[Data records]
-- start --

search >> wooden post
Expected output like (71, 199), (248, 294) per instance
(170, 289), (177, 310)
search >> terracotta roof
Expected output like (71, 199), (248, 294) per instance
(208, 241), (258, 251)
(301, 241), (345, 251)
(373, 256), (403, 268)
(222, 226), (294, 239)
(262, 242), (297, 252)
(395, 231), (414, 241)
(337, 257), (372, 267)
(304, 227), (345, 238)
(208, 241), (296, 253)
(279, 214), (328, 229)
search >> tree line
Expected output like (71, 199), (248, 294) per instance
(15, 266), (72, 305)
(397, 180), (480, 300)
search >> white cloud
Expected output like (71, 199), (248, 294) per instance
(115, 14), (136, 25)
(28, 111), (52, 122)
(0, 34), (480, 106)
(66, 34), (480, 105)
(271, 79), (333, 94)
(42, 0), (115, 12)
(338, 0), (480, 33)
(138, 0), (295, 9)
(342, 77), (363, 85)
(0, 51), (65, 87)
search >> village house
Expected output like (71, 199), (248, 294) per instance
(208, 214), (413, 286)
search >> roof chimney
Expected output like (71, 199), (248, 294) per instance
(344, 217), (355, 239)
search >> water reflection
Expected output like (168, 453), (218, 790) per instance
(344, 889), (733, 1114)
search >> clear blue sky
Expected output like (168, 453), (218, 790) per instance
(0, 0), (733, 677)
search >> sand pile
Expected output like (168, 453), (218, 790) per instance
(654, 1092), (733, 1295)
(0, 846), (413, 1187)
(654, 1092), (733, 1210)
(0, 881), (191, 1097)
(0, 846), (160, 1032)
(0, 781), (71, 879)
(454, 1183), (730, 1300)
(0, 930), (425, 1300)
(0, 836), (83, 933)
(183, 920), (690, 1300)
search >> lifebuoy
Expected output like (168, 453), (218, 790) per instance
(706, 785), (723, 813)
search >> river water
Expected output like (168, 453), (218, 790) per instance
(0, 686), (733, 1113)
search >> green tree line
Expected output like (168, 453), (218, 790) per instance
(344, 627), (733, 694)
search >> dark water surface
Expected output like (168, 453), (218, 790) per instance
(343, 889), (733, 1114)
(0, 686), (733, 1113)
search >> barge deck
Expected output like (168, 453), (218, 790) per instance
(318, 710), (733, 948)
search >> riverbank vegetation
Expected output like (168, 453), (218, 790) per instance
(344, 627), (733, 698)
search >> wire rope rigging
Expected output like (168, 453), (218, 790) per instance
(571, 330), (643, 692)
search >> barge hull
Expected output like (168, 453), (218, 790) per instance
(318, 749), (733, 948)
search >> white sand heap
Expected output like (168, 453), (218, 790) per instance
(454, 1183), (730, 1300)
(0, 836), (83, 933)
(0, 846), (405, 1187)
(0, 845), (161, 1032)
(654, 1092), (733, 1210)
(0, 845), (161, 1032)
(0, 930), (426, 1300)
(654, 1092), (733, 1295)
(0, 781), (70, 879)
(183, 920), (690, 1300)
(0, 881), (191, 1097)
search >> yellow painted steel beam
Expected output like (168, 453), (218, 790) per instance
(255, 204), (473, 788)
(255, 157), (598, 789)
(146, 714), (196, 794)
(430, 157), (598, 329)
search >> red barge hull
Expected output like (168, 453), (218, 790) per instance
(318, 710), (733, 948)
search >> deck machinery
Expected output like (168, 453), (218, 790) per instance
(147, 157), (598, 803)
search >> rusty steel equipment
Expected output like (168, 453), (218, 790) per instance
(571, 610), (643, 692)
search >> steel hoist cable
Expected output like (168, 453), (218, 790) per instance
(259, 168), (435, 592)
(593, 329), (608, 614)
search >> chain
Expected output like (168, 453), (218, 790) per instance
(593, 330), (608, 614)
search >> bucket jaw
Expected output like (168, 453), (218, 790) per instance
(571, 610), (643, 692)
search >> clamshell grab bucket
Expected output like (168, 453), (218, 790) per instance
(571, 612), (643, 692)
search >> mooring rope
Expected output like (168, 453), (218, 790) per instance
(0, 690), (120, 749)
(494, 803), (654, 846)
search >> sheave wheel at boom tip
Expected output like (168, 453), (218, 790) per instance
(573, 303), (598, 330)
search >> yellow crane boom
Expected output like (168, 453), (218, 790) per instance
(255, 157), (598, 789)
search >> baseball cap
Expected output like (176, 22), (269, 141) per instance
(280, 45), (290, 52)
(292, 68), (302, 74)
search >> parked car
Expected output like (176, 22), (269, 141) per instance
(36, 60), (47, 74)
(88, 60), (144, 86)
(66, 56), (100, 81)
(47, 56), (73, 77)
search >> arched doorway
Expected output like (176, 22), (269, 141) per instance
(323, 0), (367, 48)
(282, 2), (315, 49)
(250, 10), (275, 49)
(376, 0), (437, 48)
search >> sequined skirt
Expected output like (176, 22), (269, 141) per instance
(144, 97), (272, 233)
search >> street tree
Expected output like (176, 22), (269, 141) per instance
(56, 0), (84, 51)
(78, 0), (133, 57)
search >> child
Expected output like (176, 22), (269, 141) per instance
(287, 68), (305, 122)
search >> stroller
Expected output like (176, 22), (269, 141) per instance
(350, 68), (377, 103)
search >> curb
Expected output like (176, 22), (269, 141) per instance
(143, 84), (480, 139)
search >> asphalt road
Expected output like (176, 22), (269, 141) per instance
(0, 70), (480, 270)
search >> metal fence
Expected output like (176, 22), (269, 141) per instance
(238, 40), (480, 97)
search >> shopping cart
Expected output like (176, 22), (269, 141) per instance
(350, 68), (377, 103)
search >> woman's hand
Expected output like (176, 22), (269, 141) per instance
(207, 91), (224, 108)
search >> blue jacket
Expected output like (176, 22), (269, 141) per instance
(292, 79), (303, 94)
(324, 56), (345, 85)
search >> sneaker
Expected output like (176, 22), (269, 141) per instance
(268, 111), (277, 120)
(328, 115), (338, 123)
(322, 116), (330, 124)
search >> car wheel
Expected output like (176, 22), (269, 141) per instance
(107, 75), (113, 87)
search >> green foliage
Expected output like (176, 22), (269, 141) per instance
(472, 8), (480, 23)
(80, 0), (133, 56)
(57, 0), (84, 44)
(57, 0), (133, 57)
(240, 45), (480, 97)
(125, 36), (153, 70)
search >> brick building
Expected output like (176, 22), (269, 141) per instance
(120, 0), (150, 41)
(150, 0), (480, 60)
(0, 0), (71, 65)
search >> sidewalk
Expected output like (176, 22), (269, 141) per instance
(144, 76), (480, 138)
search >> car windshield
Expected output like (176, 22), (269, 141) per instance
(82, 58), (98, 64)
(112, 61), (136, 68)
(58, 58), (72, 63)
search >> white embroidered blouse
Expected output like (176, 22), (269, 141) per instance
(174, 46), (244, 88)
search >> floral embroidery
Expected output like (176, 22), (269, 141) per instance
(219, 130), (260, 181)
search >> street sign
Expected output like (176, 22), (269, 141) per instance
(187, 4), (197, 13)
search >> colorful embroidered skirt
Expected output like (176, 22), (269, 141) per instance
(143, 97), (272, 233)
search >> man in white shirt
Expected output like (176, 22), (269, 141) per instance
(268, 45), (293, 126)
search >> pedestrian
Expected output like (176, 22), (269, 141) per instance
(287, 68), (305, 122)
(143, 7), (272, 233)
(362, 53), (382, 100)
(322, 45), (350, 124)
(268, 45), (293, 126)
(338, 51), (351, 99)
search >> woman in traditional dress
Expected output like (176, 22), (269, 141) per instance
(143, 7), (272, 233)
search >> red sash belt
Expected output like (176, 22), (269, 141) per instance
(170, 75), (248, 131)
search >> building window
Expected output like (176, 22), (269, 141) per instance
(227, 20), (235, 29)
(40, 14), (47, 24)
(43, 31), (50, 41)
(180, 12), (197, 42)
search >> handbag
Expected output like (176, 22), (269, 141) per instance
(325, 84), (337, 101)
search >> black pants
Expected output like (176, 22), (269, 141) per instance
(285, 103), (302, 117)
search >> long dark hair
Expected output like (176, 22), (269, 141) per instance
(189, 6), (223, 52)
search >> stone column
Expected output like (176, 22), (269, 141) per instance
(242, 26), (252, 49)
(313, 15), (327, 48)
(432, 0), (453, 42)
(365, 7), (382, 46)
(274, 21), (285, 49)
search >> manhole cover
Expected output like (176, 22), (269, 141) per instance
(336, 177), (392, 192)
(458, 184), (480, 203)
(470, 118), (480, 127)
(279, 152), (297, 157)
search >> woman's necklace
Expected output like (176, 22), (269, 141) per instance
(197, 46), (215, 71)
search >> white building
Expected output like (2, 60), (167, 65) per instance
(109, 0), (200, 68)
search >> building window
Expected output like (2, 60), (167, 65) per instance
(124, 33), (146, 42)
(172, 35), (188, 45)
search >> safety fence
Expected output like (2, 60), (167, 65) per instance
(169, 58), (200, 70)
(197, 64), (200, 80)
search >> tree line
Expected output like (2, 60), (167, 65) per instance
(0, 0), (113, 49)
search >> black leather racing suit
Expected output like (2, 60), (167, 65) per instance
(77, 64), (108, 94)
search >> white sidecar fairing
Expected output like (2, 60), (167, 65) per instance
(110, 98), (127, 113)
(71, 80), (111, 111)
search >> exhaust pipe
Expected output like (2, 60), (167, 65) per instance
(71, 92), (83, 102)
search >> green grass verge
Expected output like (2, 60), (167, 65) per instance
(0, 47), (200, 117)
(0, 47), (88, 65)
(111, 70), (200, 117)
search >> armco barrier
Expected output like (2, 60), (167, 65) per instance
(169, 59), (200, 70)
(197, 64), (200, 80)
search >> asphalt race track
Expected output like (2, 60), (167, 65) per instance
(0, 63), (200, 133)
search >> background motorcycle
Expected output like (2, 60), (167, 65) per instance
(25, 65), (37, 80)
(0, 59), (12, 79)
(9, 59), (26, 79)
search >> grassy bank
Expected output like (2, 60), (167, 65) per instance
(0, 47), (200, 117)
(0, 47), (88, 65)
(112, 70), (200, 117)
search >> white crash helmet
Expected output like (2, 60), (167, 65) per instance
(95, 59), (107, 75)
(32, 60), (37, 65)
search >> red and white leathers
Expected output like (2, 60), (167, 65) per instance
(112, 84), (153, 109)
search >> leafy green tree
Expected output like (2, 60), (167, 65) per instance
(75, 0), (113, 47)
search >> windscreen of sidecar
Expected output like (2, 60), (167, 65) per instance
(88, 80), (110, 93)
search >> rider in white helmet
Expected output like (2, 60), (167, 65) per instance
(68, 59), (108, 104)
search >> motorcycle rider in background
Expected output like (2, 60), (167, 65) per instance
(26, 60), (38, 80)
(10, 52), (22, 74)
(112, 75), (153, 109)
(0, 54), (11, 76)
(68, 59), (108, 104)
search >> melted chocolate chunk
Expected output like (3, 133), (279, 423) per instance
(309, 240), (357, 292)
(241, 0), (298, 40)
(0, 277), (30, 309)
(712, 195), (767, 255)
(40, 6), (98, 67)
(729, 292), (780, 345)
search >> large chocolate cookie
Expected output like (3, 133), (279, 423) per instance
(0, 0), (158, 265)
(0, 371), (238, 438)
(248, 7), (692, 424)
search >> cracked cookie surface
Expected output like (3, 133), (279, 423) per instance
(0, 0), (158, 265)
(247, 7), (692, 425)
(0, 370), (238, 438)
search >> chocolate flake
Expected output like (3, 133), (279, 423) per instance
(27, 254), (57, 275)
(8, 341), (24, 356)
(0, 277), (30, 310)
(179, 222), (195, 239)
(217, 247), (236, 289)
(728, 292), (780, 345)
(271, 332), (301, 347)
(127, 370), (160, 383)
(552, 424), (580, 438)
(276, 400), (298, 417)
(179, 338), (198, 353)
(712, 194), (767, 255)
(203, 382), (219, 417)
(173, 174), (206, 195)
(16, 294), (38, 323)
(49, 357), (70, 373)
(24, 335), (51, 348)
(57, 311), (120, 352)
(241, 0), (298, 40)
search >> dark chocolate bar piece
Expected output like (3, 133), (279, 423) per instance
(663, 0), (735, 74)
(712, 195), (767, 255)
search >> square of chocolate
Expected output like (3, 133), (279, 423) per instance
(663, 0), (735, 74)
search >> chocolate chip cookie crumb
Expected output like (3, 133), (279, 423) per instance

-- end --

__What needs to be done__.
Render the lines of the records as a JSON list of strings, one string per line and blank lines omitted, starting at the line that contains "search >> motorcycle rider in background" and ending at the line that contains "(248, 7), (692, 424)".

__Task solution__.
[
  "search >> motorcycle rider in background",
  "Expected output like (2, 60), (167, 65) per instance",
  "(26, 60), (38, 80)",
  "(10, 52), (22, 74)",
  "(112, 75), (153, 109)",
  "(0, 54), (11, 76)",
  "(68, 59), (108, 104)",
  "search >> melted chocolate chunk",
  "Expected output like (3, 133), (279, 423) per instance",
  "(309, 240), (357, 292)",
  "(241, 0), (298, 40)",
  "(0, 277), (30, 309)",
  "(712, 195), (767, 255)",
  "(40, 6), (98, 67)",
  "(729, 292), (780, 345)",
  "search >> large chocolate cookie",
  "Expected output like (3, 133), (279, 423) per instance",
  "(0, 0), (158, 265)",
  "(0, 371), (238, 438)",
  "(248, 7), (692, 424)"
]